TASK OBJECTIVE:
Return every line of the listing below that contains the word "light", and match its case exactly.
***** SUPPLIED RECORDS *****
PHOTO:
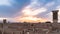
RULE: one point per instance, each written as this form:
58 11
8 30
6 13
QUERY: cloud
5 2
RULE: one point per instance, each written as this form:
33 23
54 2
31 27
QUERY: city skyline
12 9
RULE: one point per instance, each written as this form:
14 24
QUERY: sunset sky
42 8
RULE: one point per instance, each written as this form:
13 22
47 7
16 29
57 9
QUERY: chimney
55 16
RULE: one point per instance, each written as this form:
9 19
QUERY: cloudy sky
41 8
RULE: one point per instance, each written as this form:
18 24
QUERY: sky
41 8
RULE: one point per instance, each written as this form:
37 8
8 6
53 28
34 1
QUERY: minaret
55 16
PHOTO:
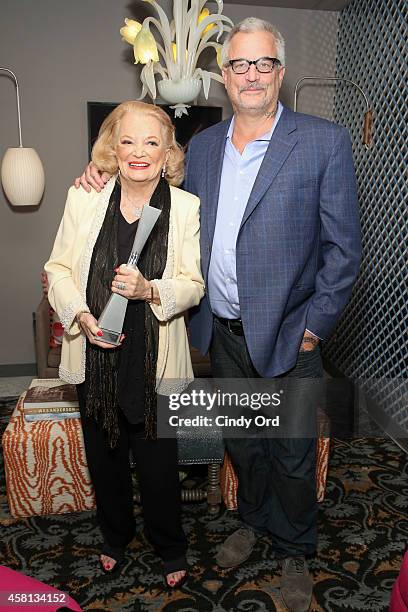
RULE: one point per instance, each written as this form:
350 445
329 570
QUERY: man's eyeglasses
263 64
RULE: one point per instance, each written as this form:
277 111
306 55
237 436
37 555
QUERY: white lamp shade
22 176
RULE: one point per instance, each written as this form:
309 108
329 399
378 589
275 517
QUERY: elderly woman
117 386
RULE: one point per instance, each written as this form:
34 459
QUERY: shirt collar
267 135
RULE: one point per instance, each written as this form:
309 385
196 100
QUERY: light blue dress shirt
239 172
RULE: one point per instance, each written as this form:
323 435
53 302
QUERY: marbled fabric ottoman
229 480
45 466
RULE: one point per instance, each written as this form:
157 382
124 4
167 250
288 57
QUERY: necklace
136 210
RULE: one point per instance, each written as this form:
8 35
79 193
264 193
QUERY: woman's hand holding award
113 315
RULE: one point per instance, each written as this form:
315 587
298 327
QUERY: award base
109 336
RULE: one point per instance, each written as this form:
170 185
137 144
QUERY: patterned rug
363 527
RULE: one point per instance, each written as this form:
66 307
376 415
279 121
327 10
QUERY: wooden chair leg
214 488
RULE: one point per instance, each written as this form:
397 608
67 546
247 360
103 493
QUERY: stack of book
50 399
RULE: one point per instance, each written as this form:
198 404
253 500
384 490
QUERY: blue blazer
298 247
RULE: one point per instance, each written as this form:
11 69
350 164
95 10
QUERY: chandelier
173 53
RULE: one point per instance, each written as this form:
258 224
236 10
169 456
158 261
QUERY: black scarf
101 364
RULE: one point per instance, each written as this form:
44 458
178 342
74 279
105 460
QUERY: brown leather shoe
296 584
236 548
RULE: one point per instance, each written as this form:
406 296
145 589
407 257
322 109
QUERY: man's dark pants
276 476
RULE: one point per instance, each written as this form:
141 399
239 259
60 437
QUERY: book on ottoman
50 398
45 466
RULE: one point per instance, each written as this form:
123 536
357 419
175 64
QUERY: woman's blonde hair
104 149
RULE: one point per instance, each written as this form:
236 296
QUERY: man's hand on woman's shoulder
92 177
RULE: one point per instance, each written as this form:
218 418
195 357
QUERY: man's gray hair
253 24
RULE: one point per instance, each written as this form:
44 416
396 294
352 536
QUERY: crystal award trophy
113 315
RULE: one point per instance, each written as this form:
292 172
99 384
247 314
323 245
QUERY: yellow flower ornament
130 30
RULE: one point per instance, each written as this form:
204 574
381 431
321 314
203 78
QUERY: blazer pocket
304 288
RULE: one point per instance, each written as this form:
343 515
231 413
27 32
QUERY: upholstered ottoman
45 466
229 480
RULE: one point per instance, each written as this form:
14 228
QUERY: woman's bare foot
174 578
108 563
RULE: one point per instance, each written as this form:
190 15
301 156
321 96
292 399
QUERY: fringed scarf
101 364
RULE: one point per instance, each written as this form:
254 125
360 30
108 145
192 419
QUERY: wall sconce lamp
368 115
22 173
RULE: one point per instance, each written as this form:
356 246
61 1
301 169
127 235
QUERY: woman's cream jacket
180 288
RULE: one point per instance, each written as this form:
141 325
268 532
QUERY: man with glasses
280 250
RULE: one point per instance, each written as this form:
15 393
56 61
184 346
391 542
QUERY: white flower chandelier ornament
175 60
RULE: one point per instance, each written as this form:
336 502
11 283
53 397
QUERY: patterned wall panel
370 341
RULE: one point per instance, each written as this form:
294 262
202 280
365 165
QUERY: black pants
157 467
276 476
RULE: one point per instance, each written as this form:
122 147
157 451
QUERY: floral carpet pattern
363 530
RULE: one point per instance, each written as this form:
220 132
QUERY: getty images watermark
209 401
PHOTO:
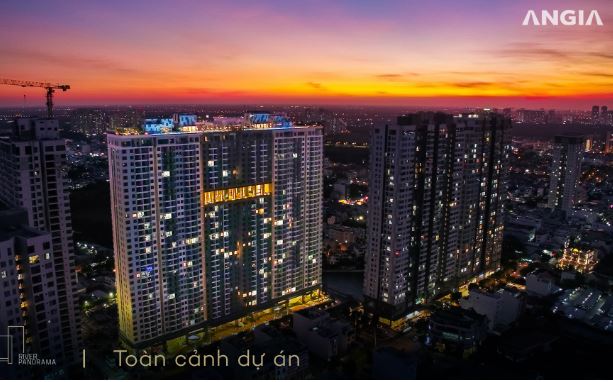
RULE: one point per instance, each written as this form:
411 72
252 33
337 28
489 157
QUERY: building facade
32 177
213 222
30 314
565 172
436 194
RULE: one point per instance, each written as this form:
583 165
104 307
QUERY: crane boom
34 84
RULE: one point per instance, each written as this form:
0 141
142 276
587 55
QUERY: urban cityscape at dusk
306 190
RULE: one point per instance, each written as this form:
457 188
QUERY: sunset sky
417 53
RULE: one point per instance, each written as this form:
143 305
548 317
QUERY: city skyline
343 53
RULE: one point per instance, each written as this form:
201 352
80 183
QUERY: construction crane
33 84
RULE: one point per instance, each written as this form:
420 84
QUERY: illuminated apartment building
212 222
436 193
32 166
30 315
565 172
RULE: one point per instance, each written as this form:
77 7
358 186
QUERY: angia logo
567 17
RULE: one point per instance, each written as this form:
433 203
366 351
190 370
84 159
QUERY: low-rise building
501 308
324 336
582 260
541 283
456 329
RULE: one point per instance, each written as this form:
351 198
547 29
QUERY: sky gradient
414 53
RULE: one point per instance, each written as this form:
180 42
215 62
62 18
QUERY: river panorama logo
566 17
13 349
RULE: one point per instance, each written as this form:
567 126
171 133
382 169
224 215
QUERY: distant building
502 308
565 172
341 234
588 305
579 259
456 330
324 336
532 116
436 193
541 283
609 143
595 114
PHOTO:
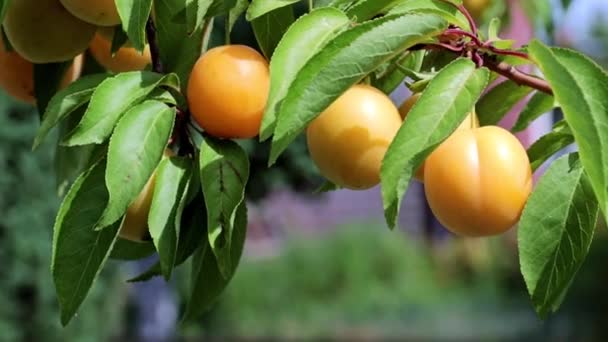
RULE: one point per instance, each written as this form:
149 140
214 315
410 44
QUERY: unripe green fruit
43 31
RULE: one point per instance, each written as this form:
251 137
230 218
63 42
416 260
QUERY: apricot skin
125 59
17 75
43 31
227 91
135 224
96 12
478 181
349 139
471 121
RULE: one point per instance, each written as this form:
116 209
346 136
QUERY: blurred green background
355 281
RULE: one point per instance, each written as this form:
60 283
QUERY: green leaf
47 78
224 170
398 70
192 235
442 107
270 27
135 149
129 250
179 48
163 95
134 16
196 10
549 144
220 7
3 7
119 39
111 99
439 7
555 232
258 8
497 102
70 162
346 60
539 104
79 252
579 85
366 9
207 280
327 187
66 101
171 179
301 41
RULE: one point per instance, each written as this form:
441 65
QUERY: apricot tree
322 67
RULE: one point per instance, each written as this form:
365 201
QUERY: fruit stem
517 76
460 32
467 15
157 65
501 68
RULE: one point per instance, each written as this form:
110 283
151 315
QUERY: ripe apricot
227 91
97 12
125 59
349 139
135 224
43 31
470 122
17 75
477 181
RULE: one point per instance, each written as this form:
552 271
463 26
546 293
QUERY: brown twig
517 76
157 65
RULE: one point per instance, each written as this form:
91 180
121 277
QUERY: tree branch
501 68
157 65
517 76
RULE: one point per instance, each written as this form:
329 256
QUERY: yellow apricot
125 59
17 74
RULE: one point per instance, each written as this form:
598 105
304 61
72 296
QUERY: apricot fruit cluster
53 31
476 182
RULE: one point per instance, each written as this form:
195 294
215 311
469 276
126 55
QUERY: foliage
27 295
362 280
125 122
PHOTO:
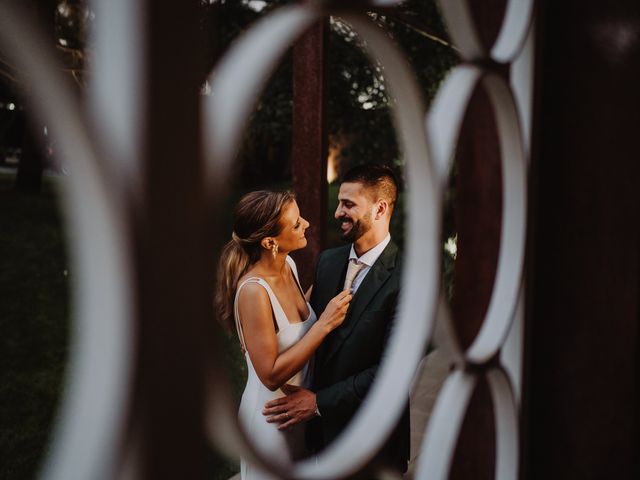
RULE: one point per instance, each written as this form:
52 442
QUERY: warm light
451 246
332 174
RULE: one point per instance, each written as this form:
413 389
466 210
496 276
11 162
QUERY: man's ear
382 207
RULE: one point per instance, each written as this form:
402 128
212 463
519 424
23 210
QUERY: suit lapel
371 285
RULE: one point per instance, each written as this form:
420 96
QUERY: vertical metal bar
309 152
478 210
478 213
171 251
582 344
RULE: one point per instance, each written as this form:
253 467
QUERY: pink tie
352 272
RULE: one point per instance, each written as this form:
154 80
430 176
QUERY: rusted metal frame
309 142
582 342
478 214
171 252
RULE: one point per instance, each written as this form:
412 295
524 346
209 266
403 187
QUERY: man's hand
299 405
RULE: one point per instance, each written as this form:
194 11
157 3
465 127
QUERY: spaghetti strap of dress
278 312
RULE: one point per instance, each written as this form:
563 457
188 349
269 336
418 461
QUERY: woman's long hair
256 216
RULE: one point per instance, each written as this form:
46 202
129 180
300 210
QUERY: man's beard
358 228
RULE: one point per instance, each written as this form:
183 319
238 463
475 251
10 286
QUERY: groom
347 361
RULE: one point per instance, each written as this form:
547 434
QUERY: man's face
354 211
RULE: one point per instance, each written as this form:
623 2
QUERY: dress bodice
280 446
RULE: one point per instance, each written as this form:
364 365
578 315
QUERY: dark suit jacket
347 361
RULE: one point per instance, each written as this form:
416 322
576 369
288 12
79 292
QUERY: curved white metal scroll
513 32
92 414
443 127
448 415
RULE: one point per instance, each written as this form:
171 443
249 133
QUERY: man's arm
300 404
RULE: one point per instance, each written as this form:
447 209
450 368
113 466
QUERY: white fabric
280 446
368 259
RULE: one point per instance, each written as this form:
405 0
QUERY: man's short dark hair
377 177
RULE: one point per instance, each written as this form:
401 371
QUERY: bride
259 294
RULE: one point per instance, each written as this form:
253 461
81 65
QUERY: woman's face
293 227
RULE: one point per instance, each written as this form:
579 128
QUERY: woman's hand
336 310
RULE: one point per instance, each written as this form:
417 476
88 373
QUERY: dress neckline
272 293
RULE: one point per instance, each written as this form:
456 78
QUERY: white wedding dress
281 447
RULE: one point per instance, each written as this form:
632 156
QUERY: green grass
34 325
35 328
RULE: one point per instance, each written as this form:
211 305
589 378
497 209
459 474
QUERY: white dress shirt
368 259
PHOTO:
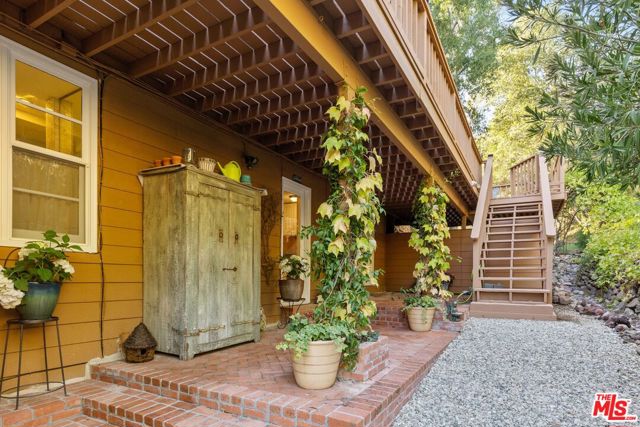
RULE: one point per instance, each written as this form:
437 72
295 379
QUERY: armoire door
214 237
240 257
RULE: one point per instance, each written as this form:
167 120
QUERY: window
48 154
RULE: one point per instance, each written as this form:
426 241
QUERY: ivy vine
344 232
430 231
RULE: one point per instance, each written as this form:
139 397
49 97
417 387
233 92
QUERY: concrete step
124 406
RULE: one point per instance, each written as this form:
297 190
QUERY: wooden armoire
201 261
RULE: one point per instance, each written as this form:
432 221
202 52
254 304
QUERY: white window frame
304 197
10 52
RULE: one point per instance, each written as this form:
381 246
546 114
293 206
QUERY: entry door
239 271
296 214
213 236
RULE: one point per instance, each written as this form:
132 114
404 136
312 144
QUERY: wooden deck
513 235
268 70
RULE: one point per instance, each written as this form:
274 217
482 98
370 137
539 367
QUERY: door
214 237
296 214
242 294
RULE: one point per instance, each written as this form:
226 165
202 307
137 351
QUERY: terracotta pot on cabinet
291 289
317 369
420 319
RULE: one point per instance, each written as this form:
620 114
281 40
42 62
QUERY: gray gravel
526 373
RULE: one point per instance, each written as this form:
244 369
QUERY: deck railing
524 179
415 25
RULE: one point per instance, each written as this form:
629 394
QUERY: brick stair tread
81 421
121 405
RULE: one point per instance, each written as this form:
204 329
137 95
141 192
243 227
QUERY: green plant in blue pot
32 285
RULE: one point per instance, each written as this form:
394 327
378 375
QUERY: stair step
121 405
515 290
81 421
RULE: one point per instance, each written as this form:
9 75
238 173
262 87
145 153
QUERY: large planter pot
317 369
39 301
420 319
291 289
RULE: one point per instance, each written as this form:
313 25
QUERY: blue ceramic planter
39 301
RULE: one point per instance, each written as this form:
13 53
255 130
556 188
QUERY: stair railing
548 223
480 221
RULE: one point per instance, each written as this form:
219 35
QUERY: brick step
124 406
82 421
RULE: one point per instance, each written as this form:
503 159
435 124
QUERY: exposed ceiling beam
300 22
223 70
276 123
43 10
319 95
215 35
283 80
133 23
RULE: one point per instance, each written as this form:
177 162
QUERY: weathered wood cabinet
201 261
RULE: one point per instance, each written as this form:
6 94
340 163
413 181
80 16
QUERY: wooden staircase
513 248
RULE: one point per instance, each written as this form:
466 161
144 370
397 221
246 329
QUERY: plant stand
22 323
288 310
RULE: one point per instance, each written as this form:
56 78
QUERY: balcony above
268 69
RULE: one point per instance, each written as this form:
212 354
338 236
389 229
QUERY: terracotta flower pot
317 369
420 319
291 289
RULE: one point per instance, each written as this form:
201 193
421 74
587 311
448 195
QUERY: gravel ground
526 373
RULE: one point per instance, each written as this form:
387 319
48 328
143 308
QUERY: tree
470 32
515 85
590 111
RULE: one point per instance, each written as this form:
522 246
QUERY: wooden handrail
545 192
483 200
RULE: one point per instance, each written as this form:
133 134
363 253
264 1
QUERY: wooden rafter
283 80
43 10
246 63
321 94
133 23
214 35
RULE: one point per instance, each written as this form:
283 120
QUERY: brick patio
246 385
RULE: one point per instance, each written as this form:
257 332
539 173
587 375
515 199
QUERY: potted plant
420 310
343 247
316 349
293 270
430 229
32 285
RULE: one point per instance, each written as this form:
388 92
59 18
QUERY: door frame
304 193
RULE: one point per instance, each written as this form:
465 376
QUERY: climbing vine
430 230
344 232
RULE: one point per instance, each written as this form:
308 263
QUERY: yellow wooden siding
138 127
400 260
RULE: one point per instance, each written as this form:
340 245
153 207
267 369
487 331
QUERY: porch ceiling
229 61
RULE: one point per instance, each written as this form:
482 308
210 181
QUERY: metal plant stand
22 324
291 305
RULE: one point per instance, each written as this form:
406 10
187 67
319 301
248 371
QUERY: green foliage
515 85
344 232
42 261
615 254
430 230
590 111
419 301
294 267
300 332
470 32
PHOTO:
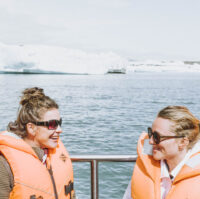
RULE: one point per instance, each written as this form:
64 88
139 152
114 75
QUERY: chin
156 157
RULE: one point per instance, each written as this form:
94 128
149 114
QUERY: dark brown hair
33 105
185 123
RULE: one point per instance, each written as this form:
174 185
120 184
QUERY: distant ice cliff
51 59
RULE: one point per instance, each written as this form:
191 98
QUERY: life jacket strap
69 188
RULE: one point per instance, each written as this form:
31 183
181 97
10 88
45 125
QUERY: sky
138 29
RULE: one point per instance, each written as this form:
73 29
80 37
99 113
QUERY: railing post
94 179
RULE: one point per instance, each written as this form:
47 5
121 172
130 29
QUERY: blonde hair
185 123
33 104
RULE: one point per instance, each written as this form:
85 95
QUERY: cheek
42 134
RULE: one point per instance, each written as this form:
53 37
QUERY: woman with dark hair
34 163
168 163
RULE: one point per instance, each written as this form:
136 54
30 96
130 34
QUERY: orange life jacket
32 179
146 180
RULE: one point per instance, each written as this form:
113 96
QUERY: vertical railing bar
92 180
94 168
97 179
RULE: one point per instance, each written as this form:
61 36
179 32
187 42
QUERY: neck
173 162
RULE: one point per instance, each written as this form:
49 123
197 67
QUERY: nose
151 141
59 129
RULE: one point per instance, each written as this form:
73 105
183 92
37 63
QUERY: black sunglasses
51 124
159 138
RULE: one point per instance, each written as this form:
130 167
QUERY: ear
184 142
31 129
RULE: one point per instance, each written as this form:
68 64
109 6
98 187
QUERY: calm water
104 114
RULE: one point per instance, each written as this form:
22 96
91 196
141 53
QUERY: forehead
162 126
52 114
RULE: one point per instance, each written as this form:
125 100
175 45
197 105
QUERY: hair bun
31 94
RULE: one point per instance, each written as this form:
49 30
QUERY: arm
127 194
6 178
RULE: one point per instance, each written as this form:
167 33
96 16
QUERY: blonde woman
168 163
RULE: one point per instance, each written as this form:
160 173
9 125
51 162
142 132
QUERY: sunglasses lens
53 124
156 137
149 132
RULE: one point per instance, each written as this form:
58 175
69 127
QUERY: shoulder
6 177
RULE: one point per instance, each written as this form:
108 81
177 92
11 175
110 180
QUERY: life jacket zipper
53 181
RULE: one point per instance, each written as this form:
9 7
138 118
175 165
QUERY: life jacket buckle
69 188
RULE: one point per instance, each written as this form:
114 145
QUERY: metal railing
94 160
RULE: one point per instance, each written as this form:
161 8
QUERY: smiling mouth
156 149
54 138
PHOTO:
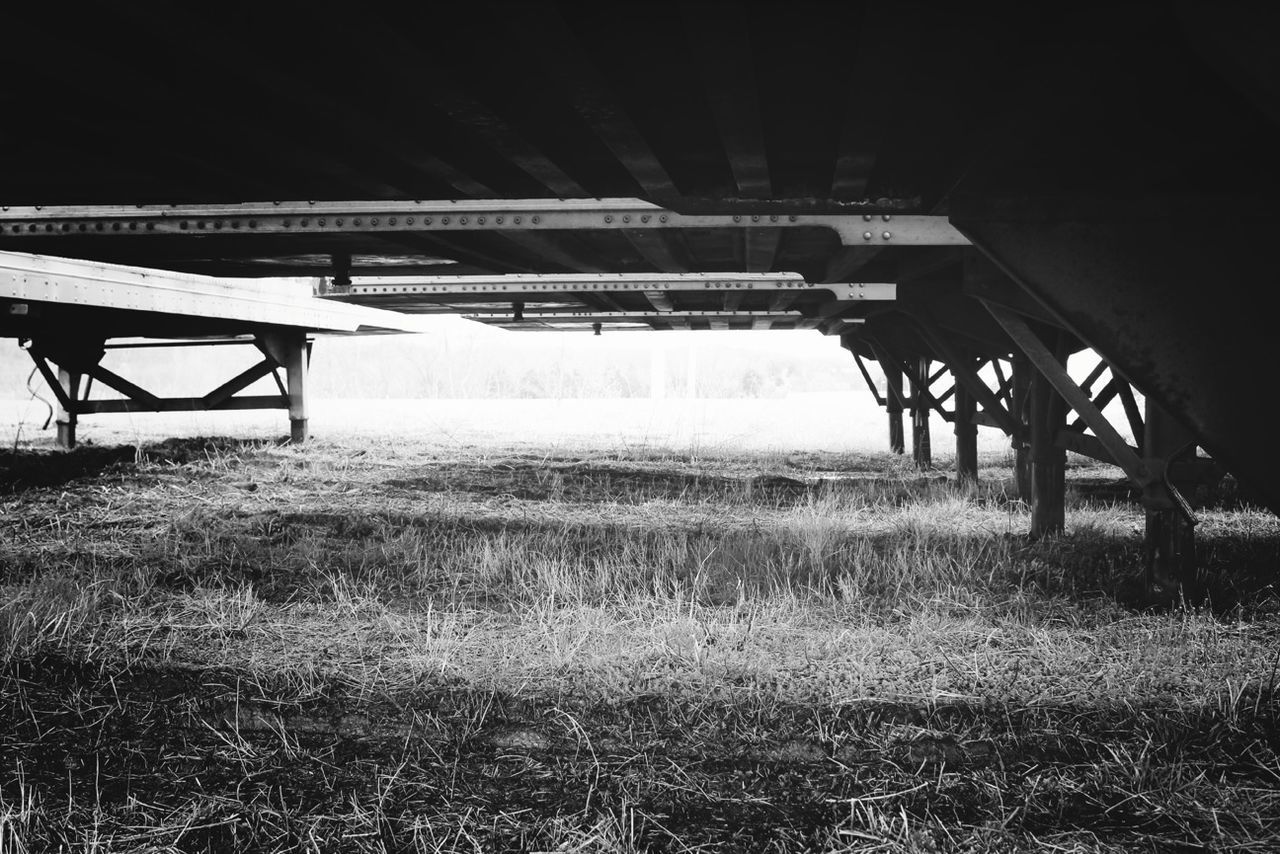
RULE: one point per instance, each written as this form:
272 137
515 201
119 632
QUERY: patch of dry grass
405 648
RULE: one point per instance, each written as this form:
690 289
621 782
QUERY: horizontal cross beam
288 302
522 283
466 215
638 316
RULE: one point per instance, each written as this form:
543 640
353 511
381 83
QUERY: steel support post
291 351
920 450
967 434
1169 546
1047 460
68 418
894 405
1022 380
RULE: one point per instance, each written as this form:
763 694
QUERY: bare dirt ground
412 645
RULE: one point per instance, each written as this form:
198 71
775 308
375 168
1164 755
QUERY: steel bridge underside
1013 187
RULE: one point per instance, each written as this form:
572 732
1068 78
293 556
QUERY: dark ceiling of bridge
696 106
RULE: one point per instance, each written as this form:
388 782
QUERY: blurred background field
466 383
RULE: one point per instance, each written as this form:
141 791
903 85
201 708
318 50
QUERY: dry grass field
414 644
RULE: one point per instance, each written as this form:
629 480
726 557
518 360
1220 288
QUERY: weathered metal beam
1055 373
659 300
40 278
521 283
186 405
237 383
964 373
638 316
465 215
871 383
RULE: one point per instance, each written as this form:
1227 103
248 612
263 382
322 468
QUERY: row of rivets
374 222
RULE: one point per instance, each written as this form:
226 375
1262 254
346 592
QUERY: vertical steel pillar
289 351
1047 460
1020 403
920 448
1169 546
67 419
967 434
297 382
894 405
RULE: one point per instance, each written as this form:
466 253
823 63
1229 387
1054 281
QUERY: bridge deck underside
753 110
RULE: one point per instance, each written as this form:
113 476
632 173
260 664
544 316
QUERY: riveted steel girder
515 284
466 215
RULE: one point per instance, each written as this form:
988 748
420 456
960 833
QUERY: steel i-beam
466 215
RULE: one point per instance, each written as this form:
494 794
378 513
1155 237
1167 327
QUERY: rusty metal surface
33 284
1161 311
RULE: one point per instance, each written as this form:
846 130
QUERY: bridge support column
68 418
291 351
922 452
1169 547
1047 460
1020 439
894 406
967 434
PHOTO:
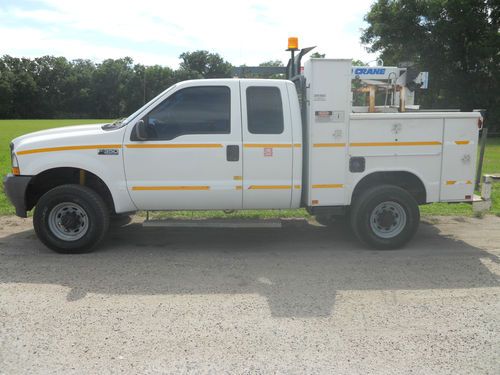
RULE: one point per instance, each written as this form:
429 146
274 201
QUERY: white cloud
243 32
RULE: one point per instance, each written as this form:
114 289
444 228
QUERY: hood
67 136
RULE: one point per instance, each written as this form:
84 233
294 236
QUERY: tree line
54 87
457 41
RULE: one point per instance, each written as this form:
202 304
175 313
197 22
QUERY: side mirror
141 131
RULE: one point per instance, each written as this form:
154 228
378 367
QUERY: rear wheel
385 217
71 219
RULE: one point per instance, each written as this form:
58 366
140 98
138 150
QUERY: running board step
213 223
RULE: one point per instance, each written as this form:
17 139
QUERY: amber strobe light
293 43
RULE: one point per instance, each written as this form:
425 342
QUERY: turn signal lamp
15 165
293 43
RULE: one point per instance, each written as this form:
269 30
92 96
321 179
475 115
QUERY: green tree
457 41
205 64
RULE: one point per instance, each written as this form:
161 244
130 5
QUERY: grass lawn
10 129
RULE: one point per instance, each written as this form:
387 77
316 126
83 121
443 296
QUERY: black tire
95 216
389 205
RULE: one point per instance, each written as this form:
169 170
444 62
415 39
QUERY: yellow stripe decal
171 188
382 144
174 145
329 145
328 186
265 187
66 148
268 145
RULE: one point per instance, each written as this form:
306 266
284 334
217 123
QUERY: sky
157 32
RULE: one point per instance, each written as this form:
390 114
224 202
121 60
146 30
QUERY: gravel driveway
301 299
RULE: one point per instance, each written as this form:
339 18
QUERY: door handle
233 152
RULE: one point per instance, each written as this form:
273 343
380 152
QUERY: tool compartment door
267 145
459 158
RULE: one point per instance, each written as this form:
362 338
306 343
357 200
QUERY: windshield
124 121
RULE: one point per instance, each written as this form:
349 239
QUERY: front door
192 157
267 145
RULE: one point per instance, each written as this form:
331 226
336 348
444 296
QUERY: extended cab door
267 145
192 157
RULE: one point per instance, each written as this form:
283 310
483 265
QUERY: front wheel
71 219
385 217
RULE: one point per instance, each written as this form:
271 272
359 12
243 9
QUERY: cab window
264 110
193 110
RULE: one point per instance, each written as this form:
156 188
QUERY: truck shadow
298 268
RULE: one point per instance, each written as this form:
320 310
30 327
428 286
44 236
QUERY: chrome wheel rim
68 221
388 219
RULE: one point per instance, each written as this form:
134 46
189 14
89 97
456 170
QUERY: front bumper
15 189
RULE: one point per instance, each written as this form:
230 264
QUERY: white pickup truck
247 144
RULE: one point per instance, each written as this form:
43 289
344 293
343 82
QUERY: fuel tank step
*****
RESPONSE:
QUERY: light blue dress shirt
QUERY: warm light
QUERY: amber strobe light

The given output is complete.